What this task involves:
From the data below, copy exactly the lines that lie between the one holding "Place one keypoint on each instance of the blue" and the one holding "Place one keypoint on each instance of the green", including both, and nothing more.

Records for the task:
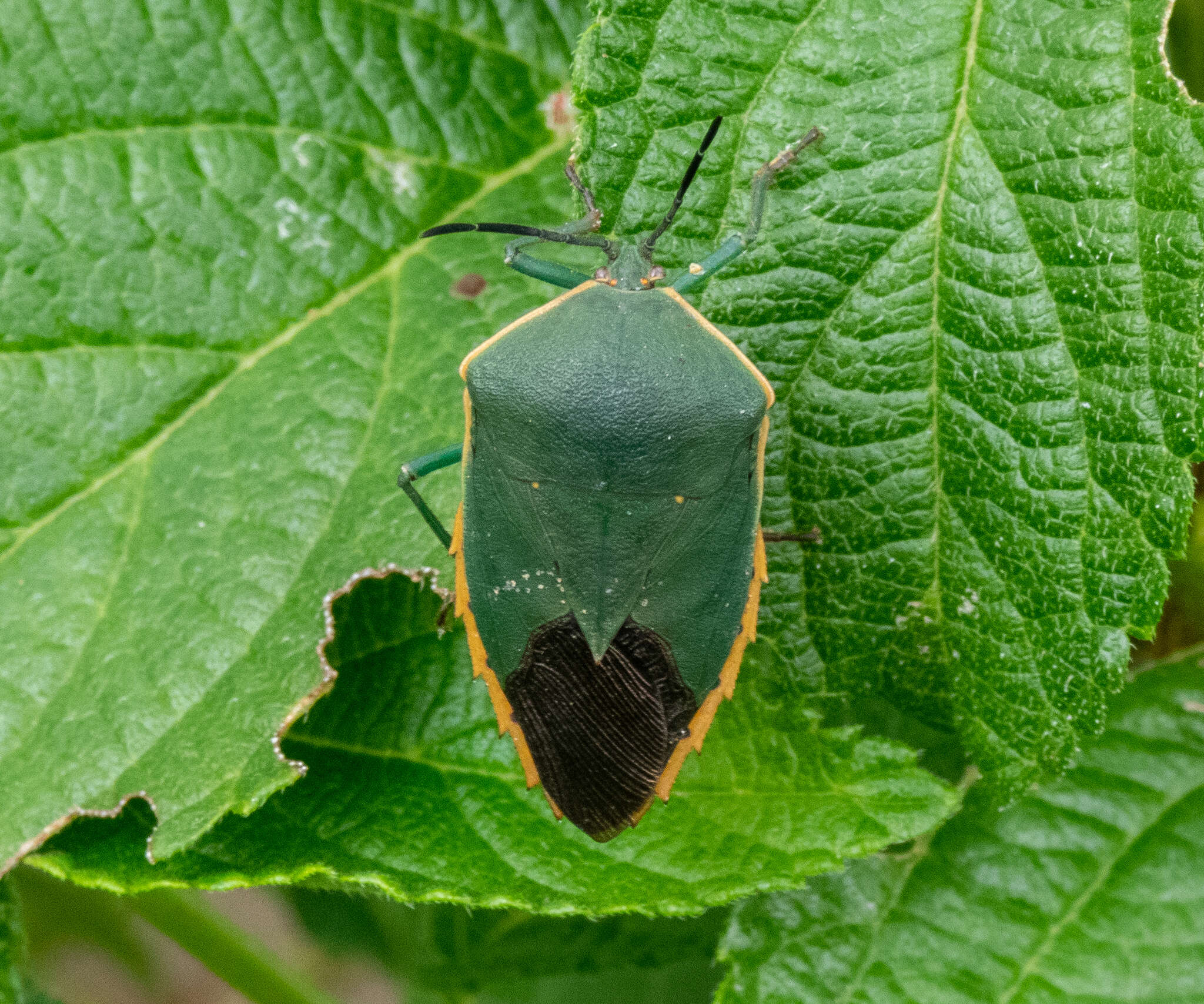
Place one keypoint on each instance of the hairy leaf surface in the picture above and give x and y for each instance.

---

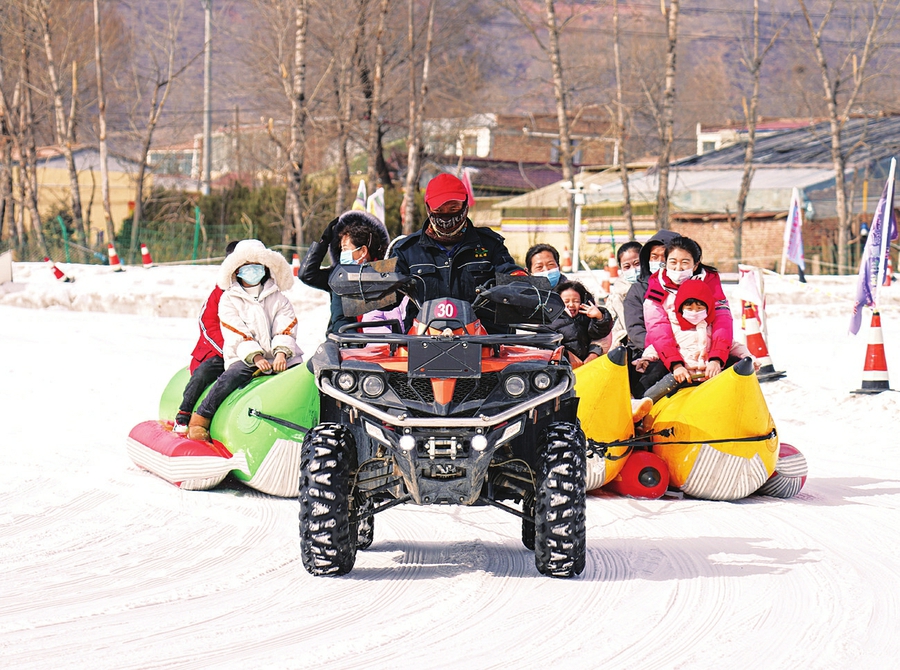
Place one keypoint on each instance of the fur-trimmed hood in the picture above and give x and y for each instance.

...

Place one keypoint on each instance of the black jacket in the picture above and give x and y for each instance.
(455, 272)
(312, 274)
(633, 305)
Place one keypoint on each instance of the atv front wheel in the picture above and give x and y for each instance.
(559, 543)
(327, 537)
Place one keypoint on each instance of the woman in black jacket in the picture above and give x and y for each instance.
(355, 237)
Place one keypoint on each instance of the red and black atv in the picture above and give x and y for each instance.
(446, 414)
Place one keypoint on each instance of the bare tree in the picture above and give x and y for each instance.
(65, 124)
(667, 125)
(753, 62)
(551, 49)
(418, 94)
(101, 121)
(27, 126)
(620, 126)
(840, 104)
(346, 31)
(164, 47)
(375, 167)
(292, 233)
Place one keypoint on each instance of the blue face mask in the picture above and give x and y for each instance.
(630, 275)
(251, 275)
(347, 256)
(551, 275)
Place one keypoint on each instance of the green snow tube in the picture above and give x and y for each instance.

Answer to the exercise:
Place one keypoint on each instance of the blue face mask in the picture above and give x and y for each instance.
(630, 275)
(251, 275)
(347, 256)
(551, 275)
Place one keypoint on each instance of the green snow tube in the picture above and give x and y for each instance.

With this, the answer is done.